— START OF Reading passage —

[antlr-interest] Multiple lexer tokens per rule

Tue Jun 8 10:49:31 PDT 2010

In case anyone reads this thread again, Antlr wiki has a better example
for emitting multiple tokens:

http://www.antlr.org/wiki/pages/viewpage.action?pageId=3604497

Cheers.

Junkman wrote:
> Ken Williams wrote:
>>
>> On 6/4/10 4:16 PM, "Junkman" <j at junkwallah.org> wrote:
>>> The way nextToken() is overriden, it first returns the token matched by
>>> the rule, and subsequently any additional queued token before matching a
>>> new token in the input stream.
>> Maybe I'm being dense here, but I don't think that's what it's doing:
>>
>>     public Token nextToken() {
>>         return tokenQueue.isEmpty() ? super.nextToken() : tokenQueue.poll();
>>     }
>>
>> If tokenQueue() is non-empty, it always uses it.  On the *next* invocation,
>> when it's empty, it will call super.nextToken().
>>
>>
> 
> Think of tokens generated by a single rule invocation as a set.  The set
> is generated in/under "super.nextToken()", AFTER the queue has been
> tested to be empty.  Among the tokens in the set, the "matching" token
> is returned first, because that's what Lexer.nextToken()
> ("super.nextToken()") returns.
> 
> If that's still not clear, I suggest you put the generated lexer under a
> debugger (like Jim suggested in another thread ;-) and trace it from
> nextToken() - will give you better explanation than my verbiage.
> 
> Best regards.
>

— END OF Reading passage —

### Set task 1
Gather every line of the rows that contains the string "round".
The mailing-list thread has no connection to the rows.

— START OF Listing —

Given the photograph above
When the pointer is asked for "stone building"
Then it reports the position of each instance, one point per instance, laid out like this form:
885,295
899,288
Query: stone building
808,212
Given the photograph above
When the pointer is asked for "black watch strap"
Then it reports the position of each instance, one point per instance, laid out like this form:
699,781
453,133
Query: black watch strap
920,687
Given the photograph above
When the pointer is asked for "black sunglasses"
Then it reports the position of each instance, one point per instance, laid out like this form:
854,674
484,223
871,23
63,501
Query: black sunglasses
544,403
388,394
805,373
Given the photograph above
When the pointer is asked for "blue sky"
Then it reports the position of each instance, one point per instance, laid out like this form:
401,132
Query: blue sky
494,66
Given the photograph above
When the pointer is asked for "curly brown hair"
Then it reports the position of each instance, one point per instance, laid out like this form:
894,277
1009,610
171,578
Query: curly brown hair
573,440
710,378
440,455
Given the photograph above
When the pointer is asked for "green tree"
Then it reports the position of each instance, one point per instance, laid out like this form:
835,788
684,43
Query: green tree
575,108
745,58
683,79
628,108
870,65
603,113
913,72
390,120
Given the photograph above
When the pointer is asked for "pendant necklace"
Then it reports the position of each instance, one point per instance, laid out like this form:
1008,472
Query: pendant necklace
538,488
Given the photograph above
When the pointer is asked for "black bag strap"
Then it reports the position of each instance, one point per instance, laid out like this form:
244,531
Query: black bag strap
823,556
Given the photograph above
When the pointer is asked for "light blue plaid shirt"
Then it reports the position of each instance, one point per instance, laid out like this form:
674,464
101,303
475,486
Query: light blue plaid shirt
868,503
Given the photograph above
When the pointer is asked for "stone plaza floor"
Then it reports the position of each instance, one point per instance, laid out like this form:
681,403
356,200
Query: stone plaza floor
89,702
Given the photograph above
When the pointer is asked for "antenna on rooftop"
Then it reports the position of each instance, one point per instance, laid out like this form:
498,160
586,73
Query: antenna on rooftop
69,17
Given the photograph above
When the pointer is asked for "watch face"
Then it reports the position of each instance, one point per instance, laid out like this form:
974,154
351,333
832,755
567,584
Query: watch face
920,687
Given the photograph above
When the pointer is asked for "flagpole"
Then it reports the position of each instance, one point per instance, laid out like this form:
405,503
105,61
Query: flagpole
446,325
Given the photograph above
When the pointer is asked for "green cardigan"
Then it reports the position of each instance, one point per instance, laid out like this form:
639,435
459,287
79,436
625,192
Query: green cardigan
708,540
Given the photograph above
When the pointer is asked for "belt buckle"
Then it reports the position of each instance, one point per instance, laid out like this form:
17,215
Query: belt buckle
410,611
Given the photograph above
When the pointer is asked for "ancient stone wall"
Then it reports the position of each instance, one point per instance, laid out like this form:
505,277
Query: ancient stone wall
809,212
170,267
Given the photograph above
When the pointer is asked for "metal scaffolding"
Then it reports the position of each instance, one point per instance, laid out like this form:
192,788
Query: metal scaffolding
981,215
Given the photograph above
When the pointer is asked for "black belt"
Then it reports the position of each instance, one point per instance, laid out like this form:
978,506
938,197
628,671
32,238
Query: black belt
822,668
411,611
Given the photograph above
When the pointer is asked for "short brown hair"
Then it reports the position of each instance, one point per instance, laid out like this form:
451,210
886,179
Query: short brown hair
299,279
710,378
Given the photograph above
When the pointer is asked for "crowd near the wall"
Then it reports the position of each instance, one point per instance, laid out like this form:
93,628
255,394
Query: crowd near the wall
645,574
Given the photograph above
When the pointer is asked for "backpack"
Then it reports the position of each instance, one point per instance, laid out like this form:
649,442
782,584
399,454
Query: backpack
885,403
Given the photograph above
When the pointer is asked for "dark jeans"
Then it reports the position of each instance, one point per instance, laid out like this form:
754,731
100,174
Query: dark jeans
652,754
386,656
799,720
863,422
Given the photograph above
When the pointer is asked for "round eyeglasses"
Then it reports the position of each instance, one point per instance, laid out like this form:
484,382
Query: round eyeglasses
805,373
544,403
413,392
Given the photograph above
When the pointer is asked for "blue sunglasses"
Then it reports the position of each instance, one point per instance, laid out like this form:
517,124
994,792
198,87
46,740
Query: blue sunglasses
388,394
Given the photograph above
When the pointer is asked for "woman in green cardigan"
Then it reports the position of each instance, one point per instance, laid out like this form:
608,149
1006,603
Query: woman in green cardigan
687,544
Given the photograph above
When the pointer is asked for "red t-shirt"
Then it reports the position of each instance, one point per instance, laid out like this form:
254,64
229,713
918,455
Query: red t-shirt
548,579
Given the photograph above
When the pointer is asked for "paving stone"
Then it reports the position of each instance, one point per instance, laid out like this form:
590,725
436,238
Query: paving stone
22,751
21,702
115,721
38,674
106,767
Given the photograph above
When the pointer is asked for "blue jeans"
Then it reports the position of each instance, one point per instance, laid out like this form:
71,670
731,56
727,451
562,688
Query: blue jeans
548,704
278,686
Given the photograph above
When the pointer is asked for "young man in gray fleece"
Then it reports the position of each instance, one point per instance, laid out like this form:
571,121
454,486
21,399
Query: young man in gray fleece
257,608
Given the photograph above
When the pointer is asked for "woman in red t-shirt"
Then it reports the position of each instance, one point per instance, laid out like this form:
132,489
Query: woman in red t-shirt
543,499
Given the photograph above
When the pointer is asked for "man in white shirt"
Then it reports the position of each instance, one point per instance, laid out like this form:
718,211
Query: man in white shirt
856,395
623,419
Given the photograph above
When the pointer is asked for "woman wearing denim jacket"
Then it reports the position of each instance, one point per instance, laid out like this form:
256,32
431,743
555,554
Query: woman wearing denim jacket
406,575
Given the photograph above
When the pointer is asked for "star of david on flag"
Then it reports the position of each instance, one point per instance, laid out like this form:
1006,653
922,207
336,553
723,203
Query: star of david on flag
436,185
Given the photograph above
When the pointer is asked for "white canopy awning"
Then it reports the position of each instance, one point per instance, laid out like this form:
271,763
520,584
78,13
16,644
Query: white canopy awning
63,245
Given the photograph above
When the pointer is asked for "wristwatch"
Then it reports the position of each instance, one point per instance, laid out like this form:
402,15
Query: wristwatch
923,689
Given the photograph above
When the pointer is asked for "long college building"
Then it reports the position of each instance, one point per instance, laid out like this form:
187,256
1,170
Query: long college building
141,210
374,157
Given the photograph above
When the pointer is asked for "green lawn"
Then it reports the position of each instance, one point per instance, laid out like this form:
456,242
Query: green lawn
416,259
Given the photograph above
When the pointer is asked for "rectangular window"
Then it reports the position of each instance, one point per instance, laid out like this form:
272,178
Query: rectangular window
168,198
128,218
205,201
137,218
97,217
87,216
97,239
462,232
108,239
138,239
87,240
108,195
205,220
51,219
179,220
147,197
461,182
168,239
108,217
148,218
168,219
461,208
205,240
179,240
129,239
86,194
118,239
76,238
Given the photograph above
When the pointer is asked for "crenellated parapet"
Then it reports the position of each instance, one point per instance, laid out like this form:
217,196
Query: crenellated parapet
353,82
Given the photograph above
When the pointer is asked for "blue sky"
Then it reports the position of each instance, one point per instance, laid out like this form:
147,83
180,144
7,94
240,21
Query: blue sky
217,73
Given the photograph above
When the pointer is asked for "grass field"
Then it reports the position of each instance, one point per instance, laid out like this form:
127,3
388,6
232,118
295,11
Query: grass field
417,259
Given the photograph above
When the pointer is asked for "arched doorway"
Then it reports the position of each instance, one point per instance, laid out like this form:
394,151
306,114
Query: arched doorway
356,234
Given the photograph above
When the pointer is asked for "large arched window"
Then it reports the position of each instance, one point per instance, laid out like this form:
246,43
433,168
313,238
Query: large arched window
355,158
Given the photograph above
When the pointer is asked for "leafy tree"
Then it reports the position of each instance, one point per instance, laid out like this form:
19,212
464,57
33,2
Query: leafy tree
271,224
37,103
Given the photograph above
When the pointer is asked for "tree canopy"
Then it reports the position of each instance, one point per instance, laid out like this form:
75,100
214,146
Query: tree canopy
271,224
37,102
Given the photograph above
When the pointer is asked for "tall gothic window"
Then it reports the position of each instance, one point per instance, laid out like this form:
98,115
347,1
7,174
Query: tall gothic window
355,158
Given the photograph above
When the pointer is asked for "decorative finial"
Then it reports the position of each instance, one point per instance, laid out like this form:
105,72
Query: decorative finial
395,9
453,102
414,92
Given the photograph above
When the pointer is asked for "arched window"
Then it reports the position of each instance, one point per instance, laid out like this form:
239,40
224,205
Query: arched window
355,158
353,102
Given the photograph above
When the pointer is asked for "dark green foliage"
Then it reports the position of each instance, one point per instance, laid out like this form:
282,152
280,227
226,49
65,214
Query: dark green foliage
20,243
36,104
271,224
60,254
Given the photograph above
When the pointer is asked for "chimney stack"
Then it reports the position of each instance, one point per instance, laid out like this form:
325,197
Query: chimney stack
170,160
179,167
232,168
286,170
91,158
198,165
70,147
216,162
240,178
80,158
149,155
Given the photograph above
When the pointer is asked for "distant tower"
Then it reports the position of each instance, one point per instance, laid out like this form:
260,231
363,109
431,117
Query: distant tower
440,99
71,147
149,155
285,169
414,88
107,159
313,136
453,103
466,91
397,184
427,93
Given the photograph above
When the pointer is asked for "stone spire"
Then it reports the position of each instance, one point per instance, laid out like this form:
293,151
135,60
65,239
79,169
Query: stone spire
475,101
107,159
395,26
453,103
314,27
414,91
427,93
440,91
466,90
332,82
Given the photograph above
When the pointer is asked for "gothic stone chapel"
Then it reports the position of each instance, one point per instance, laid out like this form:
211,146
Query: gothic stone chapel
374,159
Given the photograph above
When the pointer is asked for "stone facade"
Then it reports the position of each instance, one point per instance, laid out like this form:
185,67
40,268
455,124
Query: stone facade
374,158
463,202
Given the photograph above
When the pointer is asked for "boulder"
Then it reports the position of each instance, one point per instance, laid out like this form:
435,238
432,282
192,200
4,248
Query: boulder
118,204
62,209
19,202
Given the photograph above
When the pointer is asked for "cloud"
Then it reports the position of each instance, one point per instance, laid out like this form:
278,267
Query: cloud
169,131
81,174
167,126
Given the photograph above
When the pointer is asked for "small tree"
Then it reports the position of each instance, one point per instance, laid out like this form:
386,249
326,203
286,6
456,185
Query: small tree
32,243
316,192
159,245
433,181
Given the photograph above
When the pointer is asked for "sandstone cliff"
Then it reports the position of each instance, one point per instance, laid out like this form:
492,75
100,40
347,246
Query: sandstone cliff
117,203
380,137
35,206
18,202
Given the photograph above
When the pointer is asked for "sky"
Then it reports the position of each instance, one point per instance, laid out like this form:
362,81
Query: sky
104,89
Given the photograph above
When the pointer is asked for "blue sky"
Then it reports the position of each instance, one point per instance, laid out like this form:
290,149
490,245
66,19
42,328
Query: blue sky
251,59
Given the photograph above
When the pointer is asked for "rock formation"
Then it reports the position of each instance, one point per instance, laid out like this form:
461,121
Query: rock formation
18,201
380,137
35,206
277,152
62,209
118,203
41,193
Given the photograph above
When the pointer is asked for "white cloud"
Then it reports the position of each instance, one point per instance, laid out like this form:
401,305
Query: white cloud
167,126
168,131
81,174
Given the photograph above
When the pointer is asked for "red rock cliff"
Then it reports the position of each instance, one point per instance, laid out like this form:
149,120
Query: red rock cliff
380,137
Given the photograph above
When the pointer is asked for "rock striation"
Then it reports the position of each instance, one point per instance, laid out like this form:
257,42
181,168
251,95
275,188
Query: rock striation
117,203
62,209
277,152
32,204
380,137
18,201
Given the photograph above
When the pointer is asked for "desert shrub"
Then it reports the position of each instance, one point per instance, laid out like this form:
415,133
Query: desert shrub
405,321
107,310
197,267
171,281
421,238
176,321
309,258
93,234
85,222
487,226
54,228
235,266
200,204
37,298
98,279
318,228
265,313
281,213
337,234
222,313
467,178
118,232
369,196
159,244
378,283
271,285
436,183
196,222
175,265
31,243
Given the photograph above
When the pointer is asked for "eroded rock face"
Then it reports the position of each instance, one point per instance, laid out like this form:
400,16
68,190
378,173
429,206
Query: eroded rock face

— END OF Listing —

### Set task 2
Please state what, according to the mailing-list thread, Jim suggested putting the generated lexer under.

### Written response 1
When the pointer is asked for "round eyeglasses"
Query: round eyeglasses

### Written response 2
A debugger.